→ **Problem details**: Reproduce the part of the text classification article that opens with the words containing "- Install and" and closes with "Let's get started!", swapping "text documents" for "news articles".

→ **Excerpted text**:
————————

# Machine Learning Text Classification Project using the Scikit-Learn Library

![Fig-0.jpg](attachment:Fig-0.jpg)
<br>
Photo by Micah Boswell on Unsplash.com.

### Enhance your machine learning skills by creating a simple text classification code project. This article will guide you through all necessary steps to confidently understand and utilize the Python Scikit-Learn library.

# Table of Contents

- Install and Import Required Modules
- Load Dataset and Perform Feature Extraction
- Train and Evaluate Machine Learning Models
- Conclusion
- References

## Introduction

The Scikit-Learn [1] library is an open-source module that contains most functions we need in creating machine learning applications. In this article, we are going to use the Scikit-Learn library to create machine learning models that classify text documents. Let's get started!
<br><br>
Note: The code in this article is referenced from the official Scikit-Learn repository [2] and modified to better suit beginners.

## Install and Import Required Modules

It is a good practice to have a separate virtual environment for every coding project. Follow the following guidance to create one via the Anaconda Navigator.

![Fig-1.PNG](attachment:Fig-1.PNG)
<br>
Figure: At the Environments tab, click on the Create button to create a virtual environment.

![Fig-2.PNG](attachment:Fig-2.PNG)
<br>
Figure: At the Home tab, select a virtual environment and launch a Jupyter Notebook.

Feel free to upload this notebook in your virtual environment and follow along. 
<br><br>
First, execute the following cells to install and import the Scikit-Learn (Sklearn) and the Numpy libraries. The former will be used for machine learning implementations while the latter for data manipulation.

————————

[Referring expression pointing data]
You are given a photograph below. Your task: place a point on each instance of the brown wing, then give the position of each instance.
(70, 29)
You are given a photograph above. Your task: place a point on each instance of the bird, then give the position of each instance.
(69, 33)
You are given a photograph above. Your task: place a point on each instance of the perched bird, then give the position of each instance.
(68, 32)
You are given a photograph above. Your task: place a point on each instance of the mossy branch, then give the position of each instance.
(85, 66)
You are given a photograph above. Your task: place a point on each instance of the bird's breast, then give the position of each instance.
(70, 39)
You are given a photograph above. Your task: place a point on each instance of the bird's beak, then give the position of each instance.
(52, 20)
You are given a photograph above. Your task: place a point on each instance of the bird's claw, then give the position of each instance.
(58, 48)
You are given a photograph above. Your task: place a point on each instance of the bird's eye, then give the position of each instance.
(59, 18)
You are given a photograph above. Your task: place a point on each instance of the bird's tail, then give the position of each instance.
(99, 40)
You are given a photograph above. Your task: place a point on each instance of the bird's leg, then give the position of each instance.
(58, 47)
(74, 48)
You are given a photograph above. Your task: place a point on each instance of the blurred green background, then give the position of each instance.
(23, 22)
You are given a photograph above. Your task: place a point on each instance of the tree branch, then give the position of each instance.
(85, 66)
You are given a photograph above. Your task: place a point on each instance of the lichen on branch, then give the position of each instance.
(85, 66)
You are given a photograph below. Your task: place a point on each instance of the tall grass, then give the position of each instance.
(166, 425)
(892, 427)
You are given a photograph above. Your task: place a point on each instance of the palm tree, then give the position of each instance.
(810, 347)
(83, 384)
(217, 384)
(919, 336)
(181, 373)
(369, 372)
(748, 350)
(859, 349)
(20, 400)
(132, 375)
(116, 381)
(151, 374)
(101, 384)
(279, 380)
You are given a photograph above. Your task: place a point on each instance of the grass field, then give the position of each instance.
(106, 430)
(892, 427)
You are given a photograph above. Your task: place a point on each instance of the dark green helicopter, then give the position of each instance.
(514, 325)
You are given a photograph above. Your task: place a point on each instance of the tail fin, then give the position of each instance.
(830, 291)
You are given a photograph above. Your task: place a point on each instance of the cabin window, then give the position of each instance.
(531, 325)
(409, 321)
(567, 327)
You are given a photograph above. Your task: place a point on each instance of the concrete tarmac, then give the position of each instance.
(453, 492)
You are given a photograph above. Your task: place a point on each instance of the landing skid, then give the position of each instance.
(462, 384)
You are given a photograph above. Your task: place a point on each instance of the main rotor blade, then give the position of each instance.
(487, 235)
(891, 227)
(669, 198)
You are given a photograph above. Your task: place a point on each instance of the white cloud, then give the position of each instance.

————————

→ **Exercise output**:
- Install and Import Required Modules
- Load Dataset and Perform Feature Extraction
- Train and Evaluate Machine Learning Models
- Conclusion
- References

## Introduction

The Scikit-Learn [1] library is an open-source module that contains most functions we need in creating machine learning applications. In this article, we are going to use the Scikit-Learn library to create machine learning models that classify news articles. Let's get started!